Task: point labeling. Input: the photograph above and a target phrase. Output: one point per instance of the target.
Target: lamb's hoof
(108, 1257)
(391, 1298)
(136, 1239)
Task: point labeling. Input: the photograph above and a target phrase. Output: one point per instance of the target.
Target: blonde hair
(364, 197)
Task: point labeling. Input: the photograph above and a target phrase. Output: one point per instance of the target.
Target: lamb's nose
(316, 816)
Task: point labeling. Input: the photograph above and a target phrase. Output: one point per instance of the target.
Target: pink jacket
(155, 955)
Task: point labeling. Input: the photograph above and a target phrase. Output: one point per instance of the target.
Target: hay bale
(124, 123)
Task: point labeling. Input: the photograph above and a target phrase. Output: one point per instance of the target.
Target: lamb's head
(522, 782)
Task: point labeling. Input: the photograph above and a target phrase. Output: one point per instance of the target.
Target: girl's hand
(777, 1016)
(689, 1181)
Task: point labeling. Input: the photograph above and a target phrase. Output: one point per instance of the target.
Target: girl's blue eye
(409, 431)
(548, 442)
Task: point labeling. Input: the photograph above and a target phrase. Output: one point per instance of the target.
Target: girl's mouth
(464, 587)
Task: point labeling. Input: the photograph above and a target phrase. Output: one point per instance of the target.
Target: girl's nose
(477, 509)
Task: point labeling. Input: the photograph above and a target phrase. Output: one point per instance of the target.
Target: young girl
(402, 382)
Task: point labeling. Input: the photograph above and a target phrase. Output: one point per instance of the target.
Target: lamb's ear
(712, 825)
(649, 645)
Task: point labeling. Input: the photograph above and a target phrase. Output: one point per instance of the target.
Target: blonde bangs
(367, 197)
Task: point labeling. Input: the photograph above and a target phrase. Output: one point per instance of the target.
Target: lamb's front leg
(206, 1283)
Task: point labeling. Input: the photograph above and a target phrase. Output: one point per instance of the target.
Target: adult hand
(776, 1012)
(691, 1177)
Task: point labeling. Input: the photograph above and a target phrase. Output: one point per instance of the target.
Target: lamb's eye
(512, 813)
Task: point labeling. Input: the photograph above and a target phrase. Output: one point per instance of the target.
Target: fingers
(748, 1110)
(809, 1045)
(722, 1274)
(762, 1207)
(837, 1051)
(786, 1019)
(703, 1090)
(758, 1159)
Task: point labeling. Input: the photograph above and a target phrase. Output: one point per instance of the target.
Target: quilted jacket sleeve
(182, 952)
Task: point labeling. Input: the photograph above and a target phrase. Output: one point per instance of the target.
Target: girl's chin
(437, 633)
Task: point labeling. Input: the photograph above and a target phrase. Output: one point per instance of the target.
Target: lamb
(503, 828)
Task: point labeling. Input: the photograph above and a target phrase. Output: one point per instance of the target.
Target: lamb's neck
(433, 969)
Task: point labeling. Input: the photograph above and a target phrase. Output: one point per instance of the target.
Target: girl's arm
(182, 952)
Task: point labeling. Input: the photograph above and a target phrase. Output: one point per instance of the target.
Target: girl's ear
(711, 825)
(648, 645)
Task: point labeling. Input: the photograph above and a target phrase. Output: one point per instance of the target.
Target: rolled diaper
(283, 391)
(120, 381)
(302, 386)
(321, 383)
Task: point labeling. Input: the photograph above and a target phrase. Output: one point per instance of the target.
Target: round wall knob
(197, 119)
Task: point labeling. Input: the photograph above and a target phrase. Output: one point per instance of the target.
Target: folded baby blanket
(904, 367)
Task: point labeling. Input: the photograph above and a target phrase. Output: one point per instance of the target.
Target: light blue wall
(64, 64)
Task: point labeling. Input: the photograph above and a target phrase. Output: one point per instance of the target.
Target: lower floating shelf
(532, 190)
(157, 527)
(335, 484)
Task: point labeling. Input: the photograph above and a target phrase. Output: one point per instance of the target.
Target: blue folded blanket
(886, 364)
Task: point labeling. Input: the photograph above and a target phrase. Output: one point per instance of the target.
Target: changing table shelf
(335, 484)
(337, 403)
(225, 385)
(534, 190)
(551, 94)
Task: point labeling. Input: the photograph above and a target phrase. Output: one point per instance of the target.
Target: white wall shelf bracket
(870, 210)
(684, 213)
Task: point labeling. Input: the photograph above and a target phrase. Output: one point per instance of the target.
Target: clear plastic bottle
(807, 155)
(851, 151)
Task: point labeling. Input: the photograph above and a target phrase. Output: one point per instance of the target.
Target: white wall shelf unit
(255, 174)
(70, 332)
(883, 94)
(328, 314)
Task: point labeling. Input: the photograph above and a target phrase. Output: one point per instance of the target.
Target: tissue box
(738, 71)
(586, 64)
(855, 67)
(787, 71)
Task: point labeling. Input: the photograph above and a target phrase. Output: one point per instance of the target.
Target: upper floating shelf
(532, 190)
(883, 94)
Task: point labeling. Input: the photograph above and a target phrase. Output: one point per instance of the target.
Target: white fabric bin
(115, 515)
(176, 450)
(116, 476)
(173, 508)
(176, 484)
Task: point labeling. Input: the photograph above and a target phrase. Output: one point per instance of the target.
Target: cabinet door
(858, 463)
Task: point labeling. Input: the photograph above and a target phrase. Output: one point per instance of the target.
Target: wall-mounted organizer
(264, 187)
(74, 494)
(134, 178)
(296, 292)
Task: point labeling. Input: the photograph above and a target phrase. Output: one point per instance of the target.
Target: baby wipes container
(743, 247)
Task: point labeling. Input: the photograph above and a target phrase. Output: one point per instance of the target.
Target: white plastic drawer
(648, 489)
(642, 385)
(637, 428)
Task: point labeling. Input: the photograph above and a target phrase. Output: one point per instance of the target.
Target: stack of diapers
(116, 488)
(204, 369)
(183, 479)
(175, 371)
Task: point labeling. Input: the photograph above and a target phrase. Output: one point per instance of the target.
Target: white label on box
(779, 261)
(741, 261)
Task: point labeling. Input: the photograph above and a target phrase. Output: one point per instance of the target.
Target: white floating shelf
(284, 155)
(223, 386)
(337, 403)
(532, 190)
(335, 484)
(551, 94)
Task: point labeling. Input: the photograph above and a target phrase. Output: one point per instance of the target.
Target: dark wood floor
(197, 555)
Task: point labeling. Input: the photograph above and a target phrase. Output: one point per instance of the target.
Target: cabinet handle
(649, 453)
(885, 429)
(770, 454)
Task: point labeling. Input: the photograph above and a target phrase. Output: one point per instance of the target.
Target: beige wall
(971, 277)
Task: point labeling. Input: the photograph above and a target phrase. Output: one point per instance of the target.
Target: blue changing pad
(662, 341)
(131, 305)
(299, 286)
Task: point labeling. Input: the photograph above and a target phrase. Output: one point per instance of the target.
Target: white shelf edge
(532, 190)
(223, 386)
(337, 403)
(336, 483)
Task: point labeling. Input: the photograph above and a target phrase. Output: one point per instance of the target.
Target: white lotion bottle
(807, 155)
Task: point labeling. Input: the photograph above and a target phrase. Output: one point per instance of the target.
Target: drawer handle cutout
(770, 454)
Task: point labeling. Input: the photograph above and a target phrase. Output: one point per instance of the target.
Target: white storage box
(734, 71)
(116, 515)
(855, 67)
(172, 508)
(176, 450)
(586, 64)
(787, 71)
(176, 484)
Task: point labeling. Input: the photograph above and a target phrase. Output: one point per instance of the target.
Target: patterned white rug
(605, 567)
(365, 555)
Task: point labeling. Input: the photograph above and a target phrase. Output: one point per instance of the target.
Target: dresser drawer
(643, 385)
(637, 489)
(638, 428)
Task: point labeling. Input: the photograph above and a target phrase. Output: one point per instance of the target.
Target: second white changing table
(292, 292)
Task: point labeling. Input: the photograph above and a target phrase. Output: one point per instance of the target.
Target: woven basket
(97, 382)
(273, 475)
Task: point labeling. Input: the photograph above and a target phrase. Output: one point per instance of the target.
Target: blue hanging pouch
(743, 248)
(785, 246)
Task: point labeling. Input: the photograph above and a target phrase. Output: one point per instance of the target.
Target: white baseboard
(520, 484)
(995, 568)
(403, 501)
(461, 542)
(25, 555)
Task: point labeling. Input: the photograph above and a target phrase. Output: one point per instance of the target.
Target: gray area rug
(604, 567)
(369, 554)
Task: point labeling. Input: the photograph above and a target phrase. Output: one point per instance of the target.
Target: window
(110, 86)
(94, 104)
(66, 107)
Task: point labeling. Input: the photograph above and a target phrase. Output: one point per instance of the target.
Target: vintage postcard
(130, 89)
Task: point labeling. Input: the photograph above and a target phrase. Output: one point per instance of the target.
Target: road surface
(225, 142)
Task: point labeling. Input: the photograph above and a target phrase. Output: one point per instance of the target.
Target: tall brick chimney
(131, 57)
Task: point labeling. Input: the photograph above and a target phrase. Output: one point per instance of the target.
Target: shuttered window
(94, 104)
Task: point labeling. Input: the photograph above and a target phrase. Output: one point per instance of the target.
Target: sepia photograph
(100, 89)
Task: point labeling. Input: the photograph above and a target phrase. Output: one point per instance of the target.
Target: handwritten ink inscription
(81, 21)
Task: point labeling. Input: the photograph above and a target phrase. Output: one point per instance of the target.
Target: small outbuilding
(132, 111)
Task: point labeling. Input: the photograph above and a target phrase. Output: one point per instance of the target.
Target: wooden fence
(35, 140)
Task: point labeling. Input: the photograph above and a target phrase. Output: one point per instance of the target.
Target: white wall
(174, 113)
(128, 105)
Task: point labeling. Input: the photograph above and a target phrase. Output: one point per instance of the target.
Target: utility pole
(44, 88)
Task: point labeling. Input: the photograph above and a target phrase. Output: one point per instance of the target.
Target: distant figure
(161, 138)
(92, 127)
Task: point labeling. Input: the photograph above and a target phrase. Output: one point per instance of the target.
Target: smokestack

▸ **TO BE DONE**
Reproduce the rows above word for word, from the first line up to and including the line that contains "(206, 1283)".

▸ **ANSWER TO THE PROBLEM**
Task: point labeling. Input: the photograph above and a target phrase. Output: one point per instance of the target.
Target: lamb's hoof
(108, 1257)
(391, 1298)
(136, 1239)
Task: point labeling. Input: the photograph above and a target phrase. Output: one point per instance of the target.
Target: blonde hair
(364, 197)
Task: point labeling. Input: the photograph above and a target phrase. Output: one point per instance of the target.
Target: lamb's nose
(316, 816)
Task: point labeling. Input: the photograph above and a target phrase. Output: one point per instance of the target.
Target: pink jacket
(155, 955)
Task: point labeling. Input: the photograph above and a target phrase. Output: one point per instance of the target.
Target: hay bale
(124, 123)
Task: point labeling. Input: the photograph above and a target phrase. Output: one point per instance of the target.
Target: lamb's head
(522, 782)
Task: point labeling. Input: the photograph above and a target phrase. Output: one point per instance of the target.
Target: girl's hand
(777, 1016)
(689, 1181)
Task: point labeling. Input: the photograph above and a target phrase. Output: one point per instance of the target.
Target: girl's blue eye
(409, 431)
(548, 442)
Task: point labeling. Input: the photograph above and a target phrase. Output: one point per instance of the target.
Target: girl's mouth
(464, 587)
Task: point labeling. Input: the photograph above and a target phrase. Output: one point per instance of the target.
Target: girl's nose
(477, 509)
Task: point labeling. Input: the photograph above and a target phrase. Output: one point per instance of the target.
Target: young girl
(402, 382)
Task: point labeling. Input: the photograph above and a target phrase. Output: one point per instance of the target.
Target: lamb's ear
(712, 825)
(649, 645)
Task: point labeling. Input: the photograph above and a target phrase. Output: one point per instance of the target.
Target: blonde bangs
(367, 197)
Task: point labeling. Input: the photograph above and a target phrase. Output: one point per instance of the target.
Target: lamb's front leg
(206, 1283)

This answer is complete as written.